> Source text
########
Connecticut Attorney General George Jepsen joined his counterparts in 15 states Monday in filing an amicus brief in support of Washington state’s lawsuit challenging President Trump’s executive order temporarily banning immigration from seven predominantly Muslim nations.
The 22-page brief is meant to give the U.S. Court of Appeals for the 9th Circuit a sense of how the Trump administration set off waves of uncertainty and chaos that rippled across the U.S., disrupting trade and academia at a potential cost of hundreds of millions of dollars.
“In Illinois alone, for example, 22.1% of entrepreneurs are foreign-born, and immigrant- and refugee-owned businesses employ more than 281,000 people,” the attorneys general wrote. “The Executive Order will create broad harm because it hampers the movement of people and ideas from the affected countries into our States.”
New York and every New England state but New Hampshire are among the 16 states supporting Washington and a similar challenge by Minnesota. The two states were best positioned to lead the legal challenge as border states with international airports that are major entry points into the United States, Jepsen said.
“The effects are more direct,” Jepsen said.
Several judges around the country issued orders temporarily blocking Trump’s order, but the focus has been on U.S. District Judge James Robart in Seattle. His order was the broadest, and the 9th Circuit appeals court in San Franciso refused Saturday to stay Robart’s restraining order.
The appeals court set a deadline of Monday afternoon for briefs, with expedited decision expected. The matter is likely to end up before the U.S. Supreme Court.
In the amicus brief, the attorneys general asserted that Washington and Minnesota were injured by the immigration order and therefore have legal standing to challenge it in court.
“These injuries include harm to state colleges and universities, medical institutions, tax revenues; States’ interests in seeing the Establishment Clause upheld within our jurisdictions; and States’ interests in ensuring the health, welfare, and civil rights of our residents,” they wrote.
The Establishment Clause of the First Amendment prohibits the government from favoring one religion over another. The attorneys general described the executive order as “an act of unconstitutional discrimination.”
“It is well recognized that States have standing to sue the federal government where a federal law or federal action with the force of law impairs their legitimate, sovereign interest in the continued enforceability of their own statutes,” they wrote.
Jepsen seemed skeptical last week about the ability of state attorneys general to fight the executive order, but he said Monday the states clearly can show damages.
The California State University System alone has more than 1,300 students from the affected countries with immigrant status and more than 250 students on student visas, and the states face the loss of direct and indirect revenue, the attorneys general said.
“The collective amounts at issue are immense, even just with respect to student tax dollars,” they said in the brief. “In New York, in 2015, there were almost 1,000 nationals from the affected countries studying on temporary visas, who collectively contributed $30.4 million to the State’s economy, including direct payments for tuition and fees and living expenses.”
########
> Data for review
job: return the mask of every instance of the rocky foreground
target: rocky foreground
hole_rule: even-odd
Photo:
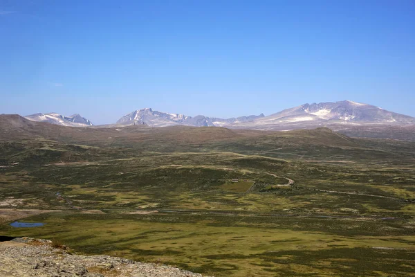
[[[71,254],[50,241],[19,238],[0,242],[0,277],[201,277],[178,268],[109,256]]]

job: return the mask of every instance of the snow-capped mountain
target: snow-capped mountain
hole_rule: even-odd
[[[248,123],[232,124],[237,128],[288,129],[331,124],[414,124],[415,118],[371,105],[353,101],[304,104]]]
[[[230,124],[252,121],[264,116],[264,114],[261,114],[259,116],[241,116],[228,119],[210,118],[205,116],[192,117],[184,114],[170,114],[154,111],[151,108],[145,108],[138,109],[122,116],[117,121],[117,124],[123,125],[146,124],[151,127],[166,127],[177,125],[195,127],[225,127]]]
[[[65,116],[56,113],[39,113],[31,114],[25,116],[25,118],[32,121],[48,122],[63,126],[84,127],[93,125],[88,119],[82,117],[77,114],[70,116]]]

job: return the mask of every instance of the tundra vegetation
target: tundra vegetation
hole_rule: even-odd
[[[216,276],[414,276],[414,142],[10,116],[0,127],[0,235]]]

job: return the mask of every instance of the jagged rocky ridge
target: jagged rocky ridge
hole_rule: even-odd
[[[151,127],[166,127],[176,125],[203,127],[203,126],[227,126],[242,122],[249,122],[256,118],[264,117],[259,116],[241,116],[232,118],[210,118],[205,116],[194,117],[179,114],[170,114],[154,111],[151,108],[138,109],[128,114],[117,121],[120,125],[146,124]]]

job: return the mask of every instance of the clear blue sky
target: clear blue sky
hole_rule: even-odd
[[[0,0],[0,114],[415,116],[415,1]]]

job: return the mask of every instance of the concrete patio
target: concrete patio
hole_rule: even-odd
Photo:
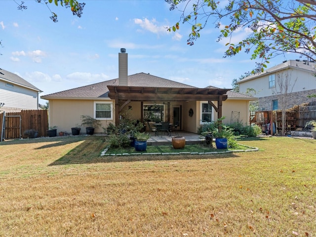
########
> Prompt 1
How many pages long is the amicus brief described in the article on the amicus brief?
> Prompt 2
Copy word for word the passage of the article on the amicus brief from "Jepsen seemed skeptical" to "can show damages.".
> Prompt 3
According to the article on the amicus brief, why were Washington and Minnesota best positioned to lead the legal challenge?

> Response 1
It is 22 pages long.

> Response 2
Jepsen seemed skeptical last week about the ability of state attorneys general to fight the executive order, but he said Monday the states clearly can show damages.

> Response 3
Jepsen said they were best positioned because they are border states with international airports that are major entry points into the United States. He added that the effects on them are more direct.